Segment Start: DATA LISTING
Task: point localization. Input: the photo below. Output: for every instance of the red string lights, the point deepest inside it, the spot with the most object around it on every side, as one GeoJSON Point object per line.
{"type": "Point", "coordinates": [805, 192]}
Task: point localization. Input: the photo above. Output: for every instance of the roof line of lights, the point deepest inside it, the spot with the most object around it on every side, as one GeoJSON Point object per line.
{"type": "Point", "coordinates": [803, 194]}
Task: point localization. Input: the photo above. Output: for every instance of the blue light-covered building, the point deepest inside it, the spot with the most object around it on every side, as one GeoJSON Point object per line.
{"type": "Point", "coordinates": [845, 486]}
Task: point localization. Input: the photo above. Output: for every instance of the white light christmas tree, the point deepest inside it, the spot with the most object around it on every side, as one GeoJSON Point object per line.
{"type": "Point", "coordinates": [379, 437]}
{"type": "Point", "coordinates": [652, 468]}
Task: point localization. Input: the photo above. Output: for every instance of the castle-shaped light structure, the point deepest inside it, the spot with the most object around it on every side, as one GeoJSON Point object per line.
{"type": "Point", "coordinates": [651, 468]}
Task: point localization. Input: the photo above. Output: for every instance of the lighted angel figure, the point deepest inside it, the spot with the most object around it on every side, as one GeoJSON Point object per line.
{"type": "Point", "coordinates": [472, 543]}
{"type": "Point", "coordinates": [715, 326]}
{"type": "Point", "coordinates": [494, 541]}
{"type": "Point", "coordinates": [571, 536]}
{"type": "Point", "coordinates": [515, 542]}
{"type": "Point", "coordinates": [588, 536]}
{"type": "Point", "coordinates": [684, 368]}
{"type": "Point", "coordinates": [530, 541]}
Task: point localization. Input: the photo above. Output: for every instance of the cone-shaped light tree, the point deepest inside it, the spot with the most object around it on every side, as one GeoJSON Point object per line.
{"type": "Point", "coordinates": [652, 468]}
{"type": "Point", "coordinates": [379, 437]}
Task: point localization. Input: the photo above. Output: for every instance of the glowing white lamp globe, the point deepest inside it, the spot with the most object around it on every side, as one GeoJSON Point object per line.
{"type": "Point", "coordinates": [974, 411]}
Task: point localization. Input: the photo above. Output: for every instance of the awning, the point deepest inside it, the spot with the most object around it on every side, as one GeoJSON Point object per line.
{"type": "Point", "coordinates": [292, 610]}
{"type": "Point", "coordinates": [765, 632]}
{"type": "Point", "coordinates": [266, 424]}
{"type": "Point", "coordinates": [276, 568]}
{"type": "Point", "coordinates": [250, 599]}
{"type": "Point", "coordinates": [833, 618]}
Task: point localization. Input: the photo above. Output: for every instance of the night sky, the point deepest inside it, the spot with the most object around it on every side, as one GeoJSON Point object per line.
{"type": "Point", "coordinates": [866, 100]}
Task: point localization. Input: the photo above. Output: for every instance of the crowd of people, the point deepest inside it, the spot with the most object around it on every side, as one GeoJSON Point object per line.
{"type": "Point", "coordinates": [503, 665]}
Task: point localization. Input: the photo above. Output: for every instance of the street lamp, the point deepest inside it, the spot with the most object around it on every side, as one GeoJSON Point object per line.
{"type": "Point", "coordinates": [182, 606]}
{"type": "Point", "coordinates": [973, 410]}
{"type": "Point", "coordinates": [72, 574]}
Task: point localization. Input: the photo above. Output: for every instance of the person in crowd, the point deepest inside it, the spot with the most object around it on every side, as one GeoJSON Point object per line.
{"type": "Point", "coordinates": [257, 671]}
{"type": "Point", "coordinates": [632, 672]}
Segment End: DATA LISTING
YOUR GOAL -> Every entry, written out exactly, is what the response should contain.

YOUR RESPONSE ->
Task: point localization. Input: the photo below. Output: for every instance of the red string lights, the point deepest inside it, the spot with the most object around it on every side, as one GeoJSON Point object per line.
{"type": "Point", "coordinates": [805, 192]}
Task: point localization. Input: the photo above. Output: for every instance of the roof line of lights, the point deepest inside it, the spot with the most object around it on every side, as one GeoJSON Point object per line.
{"type": "Point", "coordinates": [803, 194]}
Task: point localization. Input: the photo above. Output: for every instance of the blue light-covered building, the point deepest inside it, the spot with the most object around it on every side, as one GeoJSON Point object per line.
{"type": "Point", "coordinates": [845, 486]}
Task: point localization. Input: the photo above. Output: for every instance of the white light christmas tree, the point deepest inside it, the spot with the most object around it on every side, as one GeoJSON Point object per line.
{"type": "Point", "coordinates": [379, 437]}
{"type": "Point", "coordinates": [652, 468]}
Task: point localization. Input: the photo above. Output: for every instance of the castle-shaped light structure, the point deepest inside it, the spot with the most object around it on every side, as one GeoJSON Point object per line.
{"type": "Point", "coordinates": [651, 468]}
Task: point localization. Input: the photo above. Output: for every instance of the lighted angel figure, the point deepest inside it, the spot with the most object around it on every side, as one GeoJSON Point object per line.
{"type": "Point", "coordinates": [472, 543]}
{"type": "Point", "coordinates": [715, 326]}
{"type": "Point", "coordinates": [494, 541]}
{"type": "Point", "coordinates": [571, 536]}
{"type": "Point", "coordinates": [515, 542]}
{"type": "Point", "coordinates": [588, 536]}
{"type": "Point", "coordinates": [684, 368]}
{"type": "Point", "coordinates": [530, 541]}
Task: point localization. Input: the photo above. Output: for every instance of the cone-shaped light tree, the point deepest inside it, the spot with the most object around it on every side, as one GeoJSON Point object per line.
{"type": "Point", "coordinates": [652, 468]}
{"type": "Point", "coordinates": [379, 437]}
Task: point localization. Input: the photo above. Output: for every instance of the glowing white lamp globe, the point deepest inside it, the spot with the most object around it on every side, as one GeoJSON Point object per line.
{"type": "Point", "coordinates": [974, 411]}
Task: point localization. Input: the photo above. Output: for every instance of the awning, the point deepest inside it, the spot with the most object around it on every side, as one GeoJSON Point object per line.
{"type": "Point", "coordinates": [292, 610]}
{"type": "Point", "coordinates": [765, 632]}
{"type": "Point", "coordinates": [266, 424]}
{"type": "Point", "coordinates": [276, 568]}
{"type": "Point", "coordinates": [250, 599]}
{"type": "Point", "coordinates": [833, 618]}
Task: point localization. Input: the photo above. Output: for every instance of the night sky, the point deepest inside it, the spot with the most object around it on every side, as one GeoJSON Point object per line.
{"type": "Point", "coordinates": [866, 100]}
Task: point localization. Input: the photo above. Output: for every instance of the crowd of people, the point deepest inside it, the spot with the most object around it on every side, as one GeoJSON Point object per line.
{"type": "Point", "coordinates": [503, 665]}
Task: point localization. Input: the photo above. Output: for every instance of the street lamp, the point deepest inside it, the spot with the most object around it on every side, as one GeoJSON Point object per line.
{"type": "Point", "coordinates": [182, 606]}
{"type": "Point", "coordinates": [973, 410]}
{"type": "Point", "coordinates": [72, 574]}
Task: point localization. Input: the photo above. Output: for every instance of the person in crowd, the point deepest inside it, the spot with the most object around it on every side, as one GeoJSON Point object per line.
{"type": "Point", "coordinates": [257, 671]}
{"type": "Point", "coordinates": [632, 672]}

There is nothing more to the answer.